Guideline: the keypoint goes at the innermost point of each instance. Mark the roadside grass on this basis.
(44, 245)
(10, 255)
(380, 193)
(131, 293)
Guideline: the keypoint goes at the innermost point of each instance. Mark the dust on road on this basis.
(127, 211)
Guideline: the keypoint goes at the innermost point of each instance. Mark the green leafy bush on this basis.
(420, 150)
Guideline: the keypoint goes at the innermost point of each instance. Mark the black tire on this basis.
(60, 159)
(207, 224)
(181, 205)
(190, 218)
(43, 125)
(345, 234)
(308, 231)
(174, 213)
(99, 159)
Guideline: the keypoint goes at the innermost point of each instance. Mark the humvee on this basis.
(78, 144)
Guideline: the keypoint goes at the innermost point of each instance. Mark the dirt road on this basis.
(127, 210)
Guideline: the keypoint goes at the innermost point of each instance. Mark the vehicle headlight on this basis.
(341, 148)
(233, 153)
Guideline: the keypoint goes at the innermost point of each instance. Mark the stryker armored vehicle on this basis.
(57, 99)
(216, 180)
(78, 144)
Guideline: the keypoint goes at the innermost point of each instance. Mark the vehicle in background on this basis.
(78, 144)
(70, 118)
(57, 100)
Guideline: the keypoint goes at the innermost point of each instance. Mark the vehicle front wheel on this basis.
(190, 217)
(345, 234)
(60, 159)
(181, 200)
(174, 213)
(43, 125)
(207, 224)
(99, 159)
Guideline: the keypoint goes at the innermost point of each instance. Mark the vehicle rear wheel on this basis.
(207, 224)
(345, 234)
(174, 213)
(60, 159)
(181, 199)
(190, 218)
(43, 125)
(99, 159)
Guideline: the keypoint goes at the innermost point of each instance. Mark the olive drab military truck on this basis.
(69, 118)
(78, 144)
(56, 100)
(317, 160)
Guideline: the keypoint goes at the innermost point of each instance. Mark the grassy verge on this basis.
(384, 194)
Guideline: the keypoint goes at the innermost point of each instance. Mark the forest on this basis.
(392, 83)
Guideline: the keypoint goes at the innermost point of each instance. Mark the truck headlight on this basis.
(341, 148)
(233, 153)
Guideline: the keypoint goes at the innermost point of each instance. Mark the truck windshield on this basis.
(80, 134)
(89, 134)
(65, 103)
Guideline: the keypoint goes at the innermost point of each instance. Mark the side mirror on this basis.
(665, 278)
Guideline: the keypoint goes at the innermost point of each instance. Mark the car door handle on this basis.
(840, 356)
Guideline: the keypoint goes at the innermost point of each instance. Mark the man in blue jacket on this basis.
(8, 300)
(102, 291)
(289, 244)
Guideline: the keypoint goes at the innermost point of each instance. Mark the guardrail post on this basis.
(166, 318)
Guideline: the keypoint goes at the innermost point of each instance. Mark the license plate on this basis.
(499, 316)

▶ **Goal**: Give the records above as a Markdown table with two columns, Row and Line, numbering each line in order and leaving out blank lines.

▶ **Expected output**:
| Row | Line |
|---|---|
| 1 | Guideline: the keypoint goes at the innermost point of each instance. Mark the roadside grass on this basis. |
| 2 | (44, 245) |
| 3 | (10, 255) |
| 4 | (380, 193) |
| 5 | (131, 293) |
| 6 | Guideline: the keypoint goes at the innermost point of each instance. Mark the dust on road on this basis. |
| 7 | (127, 211) |
| 8 | Guideline: the keypoint goes at the innermost point of each instance. Mark the green leafy bush on this basis. |
| 9 | (420, 150) |
| 10 | Guideline: the keypoint goes at the innermost point of each instance. Mark the black tire on this basis. |
| 11 | (60, 159) |
| 12 | (207, 224) |
| 13 | (181, 205) |
| 14 | (190, 218) |
| 15 | (43, 125) |
| 16 | (345, 234) |
| 17 | (308, 231) |
| 18 | (174, 213) |
| 19 | (99, 159) |
| 20 | Guideline: the keypoint goes at the innermost point of each instance. Mark the humvee on this basis. |
| 21 | (78, 144) |
| 22 | Guideline: the keypoint goes at the innermost point of each instance. Mark the dirt road on this basis. |
| 23 | (127, 210) |
| 24 | Guideline: the keypoint goes at the innermost point of each instance. Mark the vehicle headlight on this basis. |
| 25 | (341, 148) |
| 26 | (233, 153) |
| 27 | Guideline: the keypoint goes at the innermost point of each instance. Mark the stryker armored vehicle on this basis. |
| 28 | (57, 99) |
| 29 | (216, 180) |
| 30 | (78, 144) |
| 31 | Guideline: the keypoint goes at the innermost point of each instance. Mark the vehicle in background on this basis. |
| 32 | (78, 144) |
| 33 | (70, 118) |
| 34 | (57, 100) |
| 35 | Guideline: the keypoint goes at the innermost point of each instance. Mark the vehicle front wheel on this basis. |
| 36 | (190, 217) |
| 37 | (345, 234) |
| 38 | (60, 159) |
| 39 | (181, 200) |
| 40 | (174, 213) |
| 41 | (43, 125) |
| 42 | (207, 224) |
| 43 | (99, 159) |
| 44 | Guideline: the keypoint goes at the innermost point of each instance. Mark the vehicle rear wheel on this basis. |
| 45 | (207, 224) |
| 46 | (345, 234) |
| 47 | (174, 213) |
| 48 | (60, 159) |
| 49 | (181, 199) |
| 50 | (190, 218) |
| 51 | (43, 125) |
| 52 | (99, 159) |
| 53 | Guideline: the keypoint goes at the innermost point of each instance. Mark the olive drab military truck on this basis. |
| 54 | (69, 118) |
| 55 | (78, 144) |
| 56 | (56, 100) |
| 57 | (317, 160) |
| 58 | Guideline: the keypoint goes at the innermost point of each instance. Mark the grassy verge on this basis. |
| 59 | (384, 194) |
| 60 | Guideline: the keypoint goes at the innermost point of each instance. Mark the forest on this basis. |
| 61 | (392, 83) |
| 62 | Guideline: the keypoint goes at the innermost point of each instance. Mark the truck headlight on this basis. |
| 63 | (341, 148) |
| 64 | (233, 153) |
| 65 | Guideline: the keypoint goes at the innermost point of each instance. Mark the truck windshield on this basis. |
| 66 | (80, 134) |
| 67 | (89, 134) |
| 68 | (65, 103) |
| 69 | Guideline: the keypoint goes at the innermost point of each instance. Mark the side mirror on this basis. |
| 70 | (665, 278) |
| 71 | Guideline: the keypoint goes at the innermost point of each instance. Mark the car door handle on this basis. |
| 72 | (840, 356) |
| 73 | Guideline: the keypoint goes at the innermost point of each instance. Mark the man in blue jacket on this basis. |
| 74 | (8, 300) |
| 75 | (102, 291) |
| 76 | (289, 244) |
| 77 | Guideline: the keypoint goes at the innermost point of each instance. Mark the guardrail post on this basis. |
| 78 | (166, 318) |
| 79 | Guideline: the keypoint goes at the innermost point of each instance. Mark the license plate on this basis. |
| 80 | (499, 316) |